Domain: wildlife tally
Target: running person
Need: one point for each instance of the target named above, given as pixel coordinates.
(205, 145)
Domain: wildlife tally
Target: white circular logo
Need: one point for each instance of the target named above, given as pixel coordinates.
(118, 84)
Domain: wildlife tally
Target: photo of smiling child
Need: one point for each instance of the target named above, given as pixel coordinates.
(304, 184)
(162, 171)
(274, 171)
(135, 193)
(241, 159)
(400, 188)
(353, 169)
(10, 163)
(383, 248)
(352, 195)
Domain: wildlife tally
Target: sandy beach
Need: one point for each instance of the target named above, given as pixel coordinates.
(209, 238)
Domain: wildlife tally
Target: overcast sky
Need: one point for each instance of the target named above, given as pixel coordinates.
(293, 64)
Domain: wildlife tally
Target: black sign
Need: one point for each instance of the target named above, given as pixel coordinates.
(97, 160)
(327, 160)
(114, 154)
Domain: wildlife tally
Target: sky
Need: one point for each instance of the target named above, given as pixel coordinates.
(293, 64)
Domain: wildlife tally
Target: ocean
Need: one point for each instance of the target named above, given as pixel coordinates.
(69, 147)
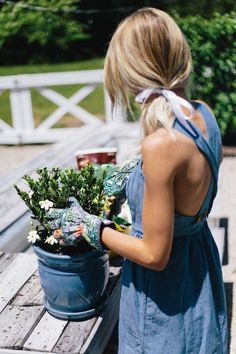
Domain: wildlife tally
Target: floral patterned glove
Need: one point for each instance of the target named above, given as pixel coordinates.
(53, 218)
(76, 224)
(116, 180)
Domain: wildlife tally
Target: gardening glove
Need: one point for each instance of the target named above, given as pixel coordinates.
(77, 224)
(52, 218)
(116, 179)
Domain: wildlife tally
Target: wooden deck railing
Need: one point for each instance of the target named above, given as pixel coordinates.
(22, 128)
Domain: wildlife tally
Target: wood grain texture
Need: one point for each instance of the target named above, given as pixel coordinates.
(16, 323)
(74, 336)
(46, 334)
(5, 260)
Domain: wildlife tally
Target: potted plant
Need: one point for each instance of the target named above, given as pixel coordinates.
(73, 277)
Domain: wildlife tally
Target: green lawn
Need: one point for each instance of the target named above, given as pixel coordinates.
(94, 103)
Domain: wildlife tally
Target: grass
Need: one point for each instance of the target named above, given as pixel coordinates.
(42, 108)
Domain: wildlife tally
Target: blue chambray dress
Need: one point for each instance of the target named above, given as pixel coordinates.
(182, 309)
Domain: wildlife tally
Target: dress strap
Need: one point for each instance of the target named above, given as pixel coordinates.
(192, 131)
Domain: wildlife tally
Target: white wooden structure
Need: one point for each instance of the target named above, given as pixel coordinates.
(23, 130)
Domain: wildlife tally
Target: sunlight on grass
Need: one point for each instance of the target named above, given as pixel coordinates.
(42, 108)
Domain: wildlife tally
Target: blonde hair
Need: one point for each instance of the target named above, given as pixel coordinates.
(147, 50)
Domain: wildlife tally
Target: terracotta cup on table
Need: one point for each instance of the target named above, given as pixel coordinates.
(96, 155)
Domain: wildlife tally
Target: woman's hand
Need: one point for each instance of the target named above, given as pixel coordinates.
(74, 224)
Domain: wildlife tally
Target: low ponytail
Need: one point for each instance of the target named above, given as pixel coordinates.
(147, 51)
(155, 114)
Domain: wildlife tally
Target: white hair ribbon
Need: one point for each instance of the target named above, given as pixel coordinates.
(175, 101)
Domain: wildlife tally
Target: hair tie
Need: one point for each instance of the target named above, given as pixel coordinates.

□ □ □

Work required:
Nothing but the lines from the first line of the data above through the line holding "Target: green lawn" may appear in the response, copied exactly and without pictures.

Task response:
Domain: wildlife tally
Target: running person
Need: one point for each instance of the target named above, given as pixel coordinates.
(205, 145)
Domain: wildlife tally
Target: white circular logo
Need: one point for each instance of the target named above, given as pixel coordinates.
(118, 84)
Domain: wildlife tally
Target: photo of smiling child
Need: one point for each instance of the target named above, given as pixel coordinates.
(304, 184)
(162, 171)
(274, 171)
(135, 193)
(241, 159)
(400, 188)
(353, 169)
(10, 163)
(383, 248)
(352, 195)
Domain: wildlife tally
Target: sandy beach
Need: one point for each instance of the target named above, given as pixel coordinates.
(209, 238)
Domain: wildlife tally
Target: overcast sky
Need: one point for each instance of the target named above, given as pixel coordinates.
(293, 64)
Domain: wildlife tally
Target: black sign
Need: one point for each instance of the target named above, given as pixel coordinates.
(97, 160)
(327, 160)
(114, 154)
Domain: wildlife tally
Target: sky
Need: one point for each instance of the target named above, given as pixel coordinates.
(293, 64)
Domain: wildlife tally
Target: ocean
Need: one point for each instance of the target named above, given as pixel coordinates.
(69, 147)
Domain: wildlife tally
Target: floral patterned glove
Need: one point for each instance of the target named above, given as pixel coordinates.
(53, 218)
(76, 224)
(116, 180)
Domain: wildlife tally
Target: gardening glove
Need: one point for each instance of the target named above, given as pixel coordinates.
(77, 224)
(52, 218)
(116, 179)
Domain: wildlife tally
Target: wooden deck railing
Need: one point for each instance of the target named above, given as pixel coordinates.
(22, 128)
Domain: wildlife tally
Target: wood grain texture
Need: one point for each instance of the target named above, given as pixel coordinates.
(16, 323)
(74, 336)
(46, 334)
(5, 260)
Domain: wildlife tally
Target: potted plant
Need: one point for each instance of the target named above, given as pixel coordinates.
(73, 277)
Domain: wildlife tally
Target: green lawn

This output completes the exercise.